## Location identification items
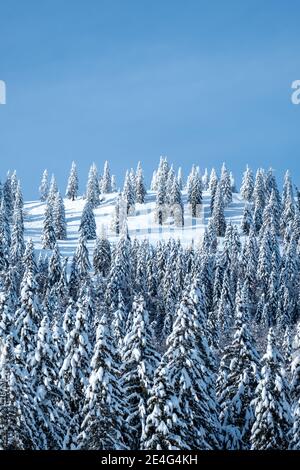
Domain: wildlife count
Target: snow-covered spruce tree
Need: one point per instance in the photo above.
(54, 268)
(288, 212)
(121, 275)
(271, 185)
(247, 219)
(87, 227)
(75, 371)
(83, 264)
(17, 413)
(180, 178)
(8, 198)
(195, 193)
(113, 184)
(44, 186)
(53, 189)
(48, 235)
(128, 193)
(225, 184)
(295, 392)
(106, 179)
(59, 218)
(103, 411)
(271, 215)
(139, 361)
(176, 205)
(247, 186)
(240, 382)
(13, 186)
(102, 255)
(5, 228)
(17, 238)
(51, 416)
(205, 180)
(189, 363)
(259, 198)
(272, 423)
(72, 185)
(140, 190)
(218, 217)
(28, 316)
(92, 188)
(160, 207)
(166, 427)
(119, 318)
(19, 201)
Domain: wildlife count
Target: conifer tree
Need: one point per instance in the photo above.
(140, 190)
(87, 227)
(271, 405)
(102, 255)
(247, 186)
(59, 217)
(103, 410)
(72, 185)
(106, 179)
(44, 186)
(92, 188)
(225, 184)
(139, 361)
(218, 218)
(48, 235)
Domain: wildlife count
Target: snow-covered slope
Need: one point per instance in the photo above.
(141, 224)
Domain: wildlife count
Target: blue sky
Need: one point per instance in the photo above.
(127, 80)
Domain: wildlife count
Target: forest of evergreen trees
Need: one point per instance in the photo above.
(152, 346)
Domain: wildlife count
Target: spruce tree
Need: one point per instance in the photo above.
(87, 226)
(271, 405)
(59, 218)
(103, 410)
(44, 186)
(72, 185)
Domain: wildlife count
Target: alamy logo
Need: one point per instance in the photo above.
(2, 92)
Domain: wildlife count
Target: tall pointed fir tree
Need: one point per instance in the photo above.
(195, 193)
(295, 392)
(49, 398)
(59, 218)
(92, 188)
(87, 226)
(103, 411)
(44, 186)
(102, 255)
(247, 186)
(128, 193)
(75, 371)
(218, 217)
(272, 423)
(106, 179)
(190, 364)
(226, 185)
(237, 393)
(176, 205)
(139, 361)
(72, 185)
(18, 429)
(81, 257)
(48, 235)
(121, 275)
(140, 190)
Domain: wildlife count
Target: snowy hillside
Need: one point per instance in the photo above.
(141, 224)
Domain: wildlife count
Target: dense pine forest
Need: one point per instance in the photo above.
(134, 343)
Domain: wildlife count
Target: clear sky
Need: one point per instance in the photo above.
(128, 80)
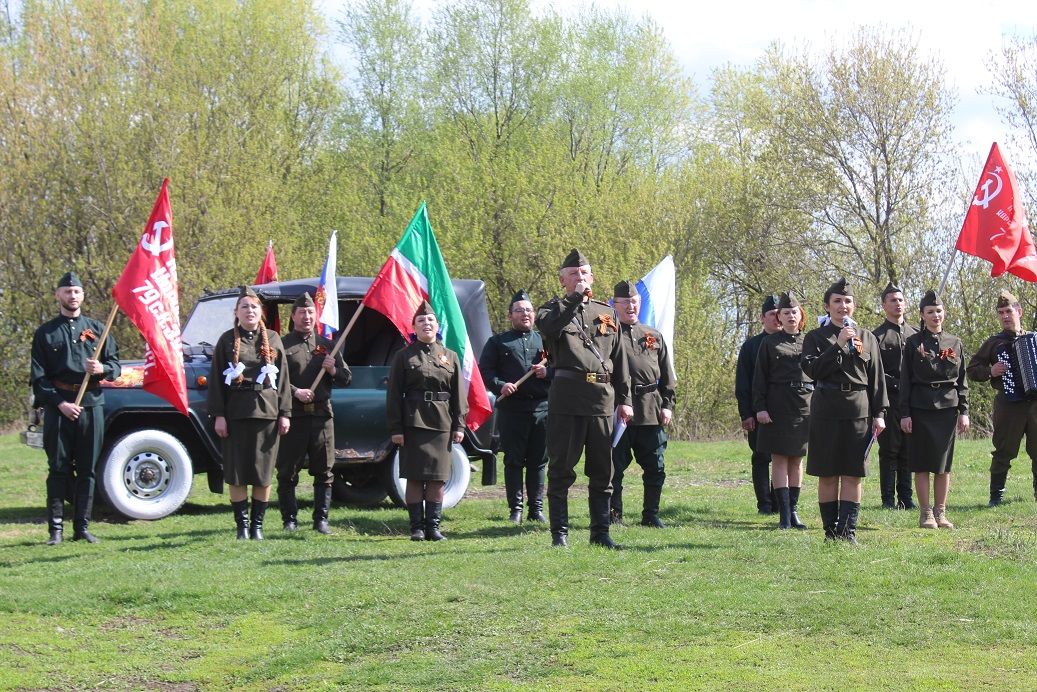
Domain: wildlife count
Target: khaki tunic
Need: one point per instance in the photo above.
(849, 390)
(425, 424)
(933, 392)
(251, 409)
(781, 388)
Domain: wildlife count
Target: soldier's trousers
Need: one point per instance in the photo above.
(568, 437)
(73, 448)
(524, 440)
(311, 437)
(647, 445)
(1011, 421)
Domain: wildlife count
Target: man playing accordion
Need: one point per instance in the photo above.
(1014, 411)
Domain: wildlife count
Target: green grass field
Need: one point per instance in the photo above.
(720, 600)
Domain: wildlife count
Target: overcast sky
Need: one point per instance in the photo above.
(708, 34)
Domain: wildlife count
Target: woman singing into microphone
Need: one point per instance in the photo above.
(846, 410)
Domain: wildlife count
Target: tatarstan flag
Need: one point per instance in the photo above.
(414, 272)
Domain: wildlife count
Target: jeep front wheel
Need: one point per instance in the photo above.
(146, 474)
(460, 474)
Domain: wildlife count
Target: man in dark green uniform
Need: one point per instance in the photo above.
(653, 393)
(894, 475)
(312, 433)
(590, 382)
(63, 351)
(522, 412)
(765, 501)
(1012, 419)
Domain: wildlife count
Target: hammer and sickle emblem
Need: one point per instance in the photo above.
(987, 195)
(156, 246)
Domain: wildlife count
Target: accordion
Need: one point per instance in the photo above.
(1019, 381)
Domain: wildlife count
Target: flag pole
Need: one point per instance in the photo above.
(96, 352)
(339, 342)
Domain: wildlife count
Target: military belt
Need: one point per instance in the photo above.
(841, 386)
(598, 378)
(57, 384)
(428, 396)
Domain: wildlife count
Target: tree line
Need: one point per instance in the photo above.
(527, 133)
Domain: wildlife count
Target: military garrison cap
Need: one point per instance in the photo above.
(69, 279)
(1006, 299)
(424, 308)
(304, 301)
(787, 301)
(520, 295)
(575, 258)
(890, 288)
(930, 299)
(624, 289)
(840, 286)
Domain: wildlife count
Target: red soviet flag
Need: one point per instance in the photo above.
(148, 293)
(996, 225)
(268, 274)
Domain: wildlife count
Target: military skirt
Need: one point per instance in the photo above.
(250, 451)
(425, 454)
(932, 440)
(837, 447)
(789, 432)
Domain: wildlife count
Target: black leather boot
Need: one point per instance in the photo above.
(649, 514)
(830, 518)
(998, 481)
(416, 510)
(55, 520)
(616, 506)
(255, 522)
(599, 516)
(288, 505)
(784, 508)
(242, 519)
(512, 489)
(905, 490)
(793, 503)
(847, 520)
(433, 516)
(558, 509)
(81, 520)
(321, 504)
(536, 505)
(888, 485)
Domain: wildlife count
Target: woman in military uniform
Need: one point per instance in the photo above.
(250, 400)
(426, 414)
(781, 396)
(846, 409)
(934, 400)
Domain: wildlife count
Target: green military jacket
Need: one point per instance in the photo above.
(932, 374)
(60, 349)
(557, 321)
(418, 375)
(305, 355)
(249, 398)
(648, 364)
(845, 385)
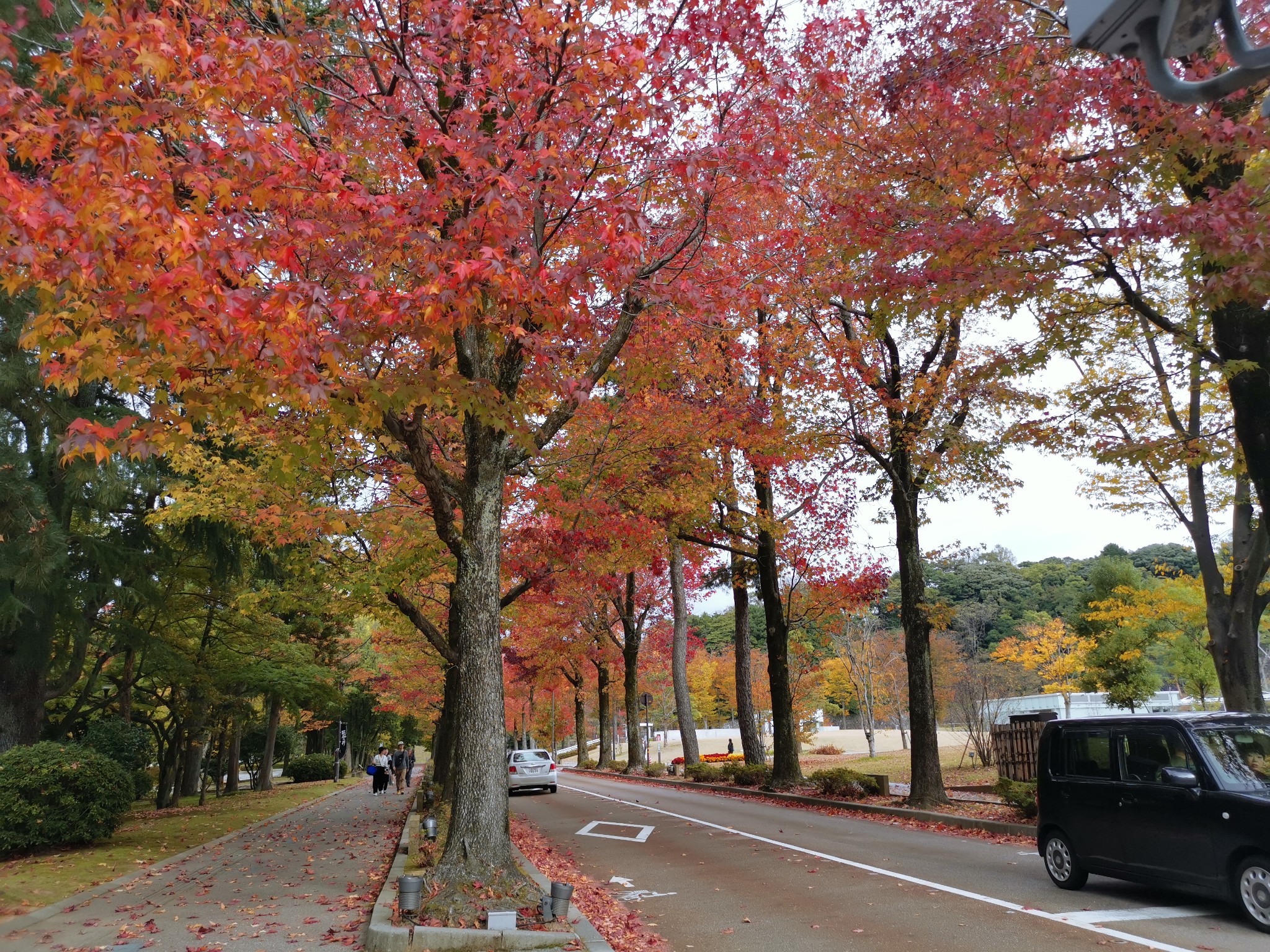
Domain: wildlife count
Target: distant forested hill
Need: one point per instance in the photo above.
(990, 593)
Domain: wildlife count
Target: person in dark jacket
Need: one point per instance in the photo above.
(399, 762)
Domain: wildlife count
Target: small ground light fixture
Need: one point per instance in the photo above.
(1158, 31)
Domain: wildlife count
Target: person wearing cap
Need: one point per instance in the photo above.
(399, 760)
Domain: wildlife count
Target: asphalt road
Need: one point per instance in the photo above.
(735, 875)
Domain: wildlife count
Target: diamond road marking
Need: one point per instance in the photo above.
(638, 838)
(639, 895)
(1129, 915)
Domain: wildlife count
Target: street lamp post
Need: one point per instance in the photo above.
(1157, 32)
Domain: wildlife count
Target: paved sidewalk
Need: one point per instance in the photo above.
(304, 879)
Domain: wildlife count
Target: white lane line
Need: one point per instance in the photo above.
(1129, 915)
(966, 894)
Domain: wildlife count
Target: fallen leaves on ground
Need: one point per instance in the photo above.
(620, 926)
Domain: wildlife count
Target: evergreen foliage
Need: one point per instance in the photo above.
(58, 795)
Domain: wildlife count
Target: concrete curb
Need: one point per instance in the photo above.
(966, 823)
(383, 936)
(155, 868)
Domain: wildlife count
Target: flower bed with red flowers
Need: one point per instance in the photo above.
(714, 758)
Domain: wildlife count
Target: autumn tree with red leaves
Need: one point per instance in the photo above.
(438, 220)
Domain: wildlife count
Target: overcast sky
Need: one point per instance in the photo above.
(1047, 517)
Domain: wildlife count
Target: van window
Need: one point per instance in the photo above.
(1057, 759)
(1089, 753)
(1145, 752)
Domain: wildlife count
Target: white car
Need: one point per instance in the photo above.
(530, 769)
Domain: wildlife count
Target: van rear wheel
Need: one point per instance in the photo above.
(1065, 870)
(1253, 890)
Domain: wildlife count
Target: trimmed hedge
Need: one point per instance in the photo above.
(751, 775)
(842, 782)
(704, 774)
(130, 746)
(1021, 795)
(58, 795)
(314, 767)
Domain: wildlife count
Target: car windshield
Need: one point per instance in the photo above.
(1241, 754)
(530, 757)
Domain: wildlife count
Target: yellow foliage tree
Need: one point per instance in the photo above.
(1054, 651)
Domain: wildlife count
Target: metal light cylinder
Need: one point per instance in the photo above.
(409, 894)
(561, 895)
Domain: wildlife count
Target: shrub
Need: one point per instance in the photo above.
(1021, 795)
(130, 746)
(842, 782)
(751, 775)
(56, 795)
(704, 774)
(314, 767)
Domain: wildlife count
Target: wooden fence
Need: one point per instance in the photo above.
(1015, 747)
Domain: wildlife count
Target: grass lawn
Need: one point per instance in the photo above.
(146, 835)
(897, 765)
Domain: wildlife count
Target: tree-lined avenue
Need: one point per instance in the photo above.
(810, 881)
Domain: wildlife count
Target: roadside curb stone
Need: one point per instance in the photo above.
(383, 936)
(966, 823)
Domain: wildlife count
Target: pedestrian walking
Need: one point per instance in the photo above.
(399, 760)
(383, 765)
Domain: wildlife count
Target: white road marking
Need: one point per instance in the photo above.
(638, 895)
(966, 894)
(1129, 915)
(638, 838)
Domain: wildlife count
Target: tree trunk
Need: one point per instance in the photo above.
(785, 748)
(751, 742)
(605, 714)
(1241, 332)
(680, 658)
(265, 780)
(234, 760)
(192, 770)
(130, 659)
(928, 777)
(443, 742)
(479, 844)
(22, 702)
(1235, 616)
(220, 760)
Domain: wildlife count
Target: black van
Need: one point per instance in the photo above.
(1168, 800)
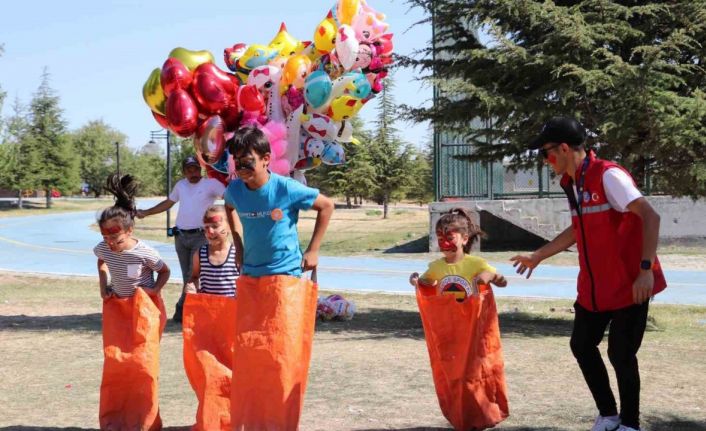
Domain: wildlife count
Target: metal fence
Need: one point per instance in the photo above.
(456, 177)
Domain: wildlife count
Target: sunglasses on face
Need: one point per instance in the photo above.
(544, 152)
(245, 164)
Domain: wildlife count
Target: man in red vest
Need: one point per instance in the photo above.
(616, 231)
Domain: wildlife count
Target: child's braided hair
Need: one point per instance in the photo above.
(459, 220)
(124, 189)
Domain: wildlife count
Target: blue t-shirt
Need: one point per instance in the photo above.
(269, 216)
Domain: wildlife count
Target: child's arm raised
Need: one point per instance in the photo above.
(193, 282)
(236, 228)
(324, 207)
(103, 279)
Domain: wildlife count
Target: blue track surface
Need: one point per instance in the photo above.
(63, 244)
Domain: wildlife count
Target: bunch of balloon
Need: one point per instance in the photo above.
(192, 97)
(302, 94)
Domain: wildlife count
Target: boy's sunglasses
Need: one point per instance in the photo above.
(244, 164)
(544, 152)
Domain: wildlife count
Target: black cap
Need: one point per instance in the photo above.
(560, 130)
(190, 160)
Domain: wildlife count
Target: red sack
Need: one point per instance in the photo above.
(274, 333)
(463, 339)
(132, 329)
(209, 333)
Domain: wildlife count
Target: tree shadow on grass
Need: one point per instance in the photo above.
(92, 322)
(33, 428)
(380, 323)
(673, 423)
(419, 245)
(446, 429)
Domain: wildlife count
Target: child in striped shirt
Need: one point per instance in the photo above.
(129, 262)
(214, 270)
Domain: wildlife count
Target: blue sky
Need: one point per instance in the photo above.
(99, 53)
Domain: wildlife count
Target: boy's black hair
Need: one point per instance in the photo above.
(247, 139)
(124, 189)
(458, 220)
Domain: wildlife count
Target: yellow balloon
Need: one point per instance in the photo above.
(192, 59)
(295, 71)
(325, 35)
(284, 43)
(152, 92)
(344, 107)
(347, 9)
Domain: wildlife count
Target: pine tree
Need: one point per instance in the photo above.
(391, 157)
(59, 162)
(19, 163)
(2, 93)
(95, 147)
(632, 72)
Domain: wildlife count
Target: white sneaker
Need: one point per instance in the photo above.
(610, 423)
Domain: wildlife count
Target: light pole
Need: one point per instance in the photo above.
(164, 134)
(117, 157)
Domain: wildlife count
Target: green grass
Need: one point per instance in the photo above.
(369, 373)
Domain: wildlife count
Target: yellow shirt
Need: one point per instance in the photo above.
(457, 278)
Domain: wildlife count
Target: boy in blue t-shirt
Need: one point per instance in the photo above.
(267, 205)
(274, 324)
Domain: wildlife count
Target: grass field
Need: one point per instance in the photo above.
(371, 373)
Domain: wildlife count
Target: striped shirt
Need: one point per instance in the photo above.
(217, 279)
(130, 269)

## WHAT THE TASK ASKS
Pick out every line of the listing above that contains the string "leaves", copying each one in full. Case counts.

## FULL OUTPUT
Target: fallen leaves on ground
Target: autumn tree with red leaves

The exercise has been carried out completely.